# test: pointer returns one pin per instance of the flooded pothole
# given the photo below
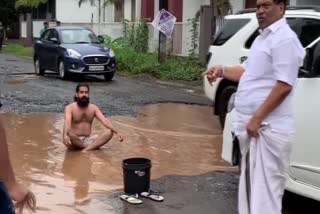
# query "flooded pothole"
(19, 79)
(178, 139)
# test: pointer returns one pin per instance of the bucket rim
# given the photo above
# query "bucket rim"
(147, 161)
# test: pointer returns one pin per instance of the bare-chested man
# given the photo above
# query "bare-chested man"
(78, 119)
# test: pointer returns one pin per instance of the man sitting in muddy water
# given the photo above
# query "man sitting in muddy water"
(78, 119)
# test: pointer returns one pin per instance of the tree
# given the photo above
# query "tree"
(7, 12)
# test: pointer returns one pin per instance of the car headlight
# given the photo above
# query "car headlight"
(111, 53)
(73, 53)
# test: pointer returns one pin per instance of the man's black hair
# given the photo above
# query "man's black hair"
(82, 85)
(78, 89)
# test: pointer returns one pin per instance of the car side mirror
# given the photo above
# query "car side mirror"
(101, 39)
(54, 40)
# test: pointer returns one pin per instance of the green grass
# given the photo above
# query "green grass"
(18, 50)
(174, 68)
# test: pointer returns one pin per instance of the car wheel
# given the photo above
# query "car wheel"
(223, 103)
(37, 68)
(62, 71)
(108, 76)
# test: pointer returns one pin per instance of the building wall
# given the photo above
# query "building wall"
(191, 7)
(127, 9)
(69, 11)
(237, 5)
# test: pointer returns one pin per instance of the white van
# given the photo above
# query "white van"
(303, 176)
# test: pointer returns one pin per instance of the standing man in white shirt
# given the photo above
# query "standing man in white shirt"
(263, 122)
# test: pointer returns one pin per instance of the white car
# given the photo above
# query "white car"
(303, 176)
(232, 43)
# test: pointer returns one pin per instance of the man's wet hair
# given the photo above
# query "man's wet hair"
(82, 85)
(78, 89)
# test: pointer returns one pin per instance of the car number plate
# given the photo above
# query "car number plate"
(96, 68)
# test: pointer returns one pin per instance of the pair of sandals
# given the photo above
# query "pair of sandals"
(134, 199)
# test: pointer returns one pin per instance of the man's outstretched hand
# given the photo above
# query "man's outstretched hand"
(120, 138)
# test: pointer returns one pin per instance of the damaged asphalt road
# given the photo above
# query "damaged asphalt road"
(22, 91)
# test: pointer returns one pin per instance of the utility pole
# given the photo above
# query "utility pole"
(163, 4)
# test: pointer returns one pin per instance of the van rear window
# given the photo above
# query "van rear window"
(228, 29)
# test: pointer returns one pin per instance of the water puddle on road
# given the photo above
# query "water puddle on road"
(179, 139)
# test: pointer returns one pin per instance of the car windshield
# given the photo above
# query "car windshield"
(78, 36)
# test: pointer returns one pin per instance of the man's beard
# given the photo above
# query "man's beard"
(83, 102)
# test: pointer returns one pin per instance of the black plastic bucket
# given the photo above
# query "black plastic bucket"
(136, 175)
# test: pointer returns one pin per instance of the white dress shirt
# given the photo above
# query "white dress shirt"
(275, 55)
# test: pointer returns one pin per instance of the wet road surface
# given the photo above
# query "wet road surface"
(187, 168)
(75, 182)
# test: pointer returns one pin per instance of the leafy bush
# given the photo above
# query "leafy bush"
(132, 56)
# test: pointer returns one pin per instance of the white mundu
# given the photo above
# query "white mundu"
(275, 55)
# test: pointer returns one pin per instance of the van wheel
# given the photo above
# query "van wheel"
(37, 67)
(223, 101)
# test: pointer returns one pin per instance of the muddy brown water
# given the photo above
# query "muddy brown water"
(178, 139)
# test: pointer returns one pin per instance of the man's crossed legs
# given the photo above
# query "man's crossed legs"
(86, 143)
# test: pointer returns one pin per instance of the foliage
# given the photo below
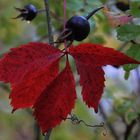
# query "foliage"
(122, 98)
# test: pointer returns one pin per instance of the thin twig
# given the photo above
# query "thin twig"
(49, 26)
(109, 125)
(37, 131)
(47, 136)
(50, 36)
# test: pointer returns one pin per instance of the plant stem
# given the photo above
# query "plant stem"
(47, 136)
(49, 26)
(50, 37)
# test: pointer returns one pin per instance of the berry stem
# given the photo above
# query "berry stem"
(50, 36)
(49, 26)
(93, 12)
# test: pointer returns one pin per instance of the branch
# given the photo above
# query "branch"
(49, 26)
(109, 125)
(48, 135)
(50, 36)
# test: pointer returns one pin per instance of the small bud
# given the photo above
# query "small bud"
(28, 13)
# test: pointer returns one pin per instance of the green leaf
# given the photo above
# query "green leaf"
(134, 52)
(128, 32)
(131, 115)
(135, 8)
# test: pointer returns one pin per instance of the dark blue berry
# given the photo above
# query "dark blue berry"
(79, 26)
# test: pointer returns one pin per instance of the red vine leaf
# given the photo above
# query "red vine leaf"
(26, 59)
(92, 80)
(56, 101)
(33, 71)
(89, 61)
(26, 92)
(29, 68)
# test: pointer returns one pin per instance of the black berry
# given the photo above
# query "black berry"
(28, 13)
(79, 26)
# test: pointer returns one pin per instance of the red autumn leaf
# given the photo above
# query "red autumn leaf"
(56, 101)
(26, 92)
(33, 72)
(30, 68)
(89, 61)
(92, 80)
(26, 59)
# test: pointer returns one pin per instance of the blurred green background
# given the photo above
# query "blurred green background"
(120, 105)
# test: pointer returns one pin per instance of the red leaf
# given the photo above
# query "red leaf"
(89, 61)
(97, 55)
(57, 100)
(26, 59)
(33, 84)
(92, 81)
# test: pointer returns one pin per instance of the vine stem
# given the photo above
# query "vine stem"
(49, 25)
(50, 37)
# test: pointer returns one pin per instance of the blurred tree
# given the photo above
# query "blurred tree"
(119, 108)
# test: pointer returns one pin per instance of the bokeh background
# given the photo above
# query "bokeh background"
(120, 104)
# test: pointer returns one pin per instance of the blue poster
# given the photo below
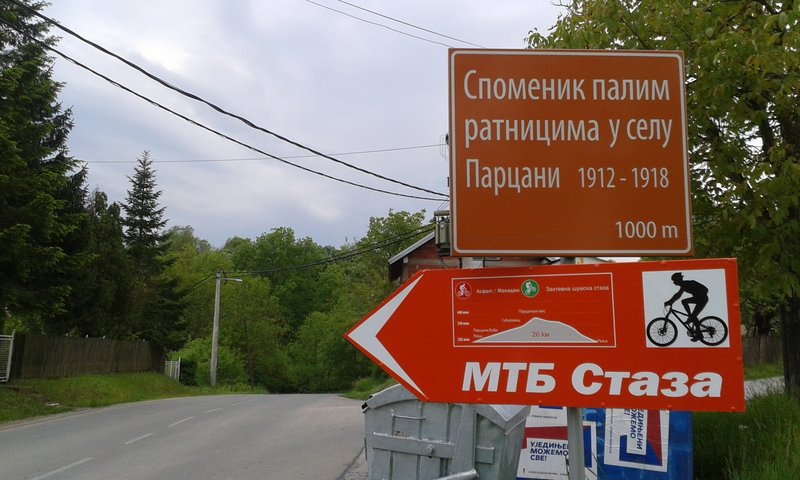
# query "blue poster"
(620, 444)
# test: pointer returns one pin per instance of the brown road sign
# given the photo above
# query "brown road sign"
(568, 153)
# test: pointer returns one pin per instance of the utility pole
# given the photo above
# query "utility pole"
(215, 330)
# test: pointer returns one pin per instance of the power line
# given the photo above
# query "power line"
(258, 159)
(409, 24)
(377, 24)
(343, 256)
(216, 132)
(212, 105)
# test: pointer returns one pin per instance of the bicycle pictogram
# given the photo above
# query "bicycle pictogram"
(663, 331)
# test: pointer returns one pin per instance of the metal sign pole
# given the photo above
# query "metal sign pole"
(575, 458)
(577, 465)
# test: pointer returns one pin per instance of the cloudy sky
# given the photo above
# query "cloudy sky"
(338, 84)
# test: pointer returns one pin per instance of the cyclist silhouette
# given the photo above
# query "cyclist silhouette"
(698, 297)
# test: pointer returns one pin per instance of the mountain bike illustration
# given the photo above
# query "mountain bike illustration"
(663, 331)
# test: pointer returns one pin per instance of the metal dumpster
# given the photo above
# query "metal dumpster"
(409, 439)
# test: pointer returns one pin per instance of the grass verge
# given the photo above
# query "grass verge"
(367, 386)
(37, 397)
(762, 443)
(763, 370)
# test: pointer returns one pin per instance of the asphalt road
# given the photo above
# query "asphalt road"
(216, 437)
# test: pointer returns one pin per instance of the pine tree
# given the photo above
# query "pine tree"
(155, 305)
(34, 172)
(144, 220)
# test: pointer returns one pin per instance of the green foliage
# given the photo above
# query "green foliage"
(144, 220)
(14, 406)
(762, 443)
(277, 256)
(34, 174)
(230, 365)
(155, 307)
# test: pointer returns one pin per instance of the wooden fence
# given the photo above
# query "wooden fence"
(39, 356)
(762, 349)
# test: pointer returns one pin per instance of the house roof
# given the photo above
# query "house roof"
(422, 241)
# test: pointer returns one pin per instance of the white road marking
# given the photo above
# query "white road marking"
(64, 468)
(180, 421)
(140, 437)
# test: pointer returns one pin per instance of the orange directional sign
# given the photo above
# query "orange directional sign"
(610, 335)
(568, 153)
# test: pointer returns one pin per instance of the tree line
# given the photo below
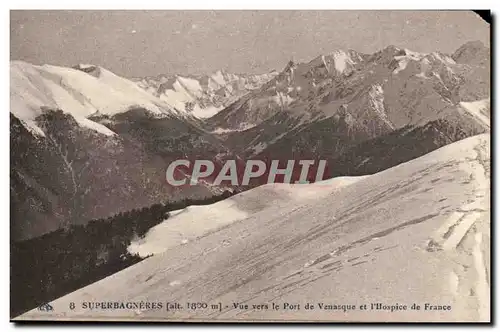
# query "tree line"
(57, 263)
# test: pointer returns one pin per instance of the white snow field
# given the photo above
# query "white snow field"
(414, 234)
(75, 92)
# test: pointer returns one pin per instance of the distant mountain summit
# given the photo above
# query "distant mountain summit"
(203, 96)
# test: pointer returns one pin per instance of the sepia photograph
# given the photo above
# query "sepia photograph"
(250, 166)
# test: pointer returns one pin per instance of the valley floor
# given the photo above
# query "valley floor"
(416, 233)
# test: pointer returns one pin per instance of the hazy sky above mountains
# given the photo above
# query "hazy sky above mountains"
(143, 43)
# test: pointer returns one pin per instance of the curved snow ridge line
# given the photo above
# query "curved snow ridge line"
(482, 287)
(458, 226)
(75, 92)
(475, 109)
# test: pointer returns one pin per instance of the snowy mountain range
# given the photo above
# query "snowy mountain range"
(203, 96)
(415, 233)
(86, 143)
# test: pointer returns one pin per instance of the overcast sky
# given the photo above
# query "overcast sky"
(143, 43)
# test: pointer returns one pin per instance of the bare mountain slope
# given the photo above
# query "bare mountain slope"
(415, 233)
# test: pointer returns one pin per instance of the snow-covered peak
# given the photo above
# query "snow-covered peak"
(81, 92)
(202, 96)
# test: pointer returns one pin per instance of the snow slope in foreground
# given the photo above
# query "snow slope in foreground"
(416, 233)
(193, 222)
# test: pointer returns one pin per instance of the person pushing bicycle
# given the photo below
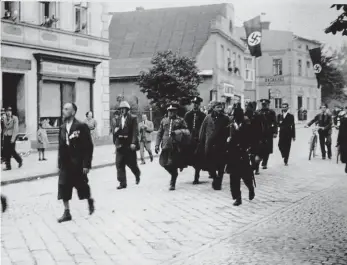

* * *

List every line in the items above that contains the string "ridge", counting only matches with the same case.

▶ **Exercise response**:
# test: pointer returns one pin per instance of the curved snow ridge line
# query "curved snow ridge line"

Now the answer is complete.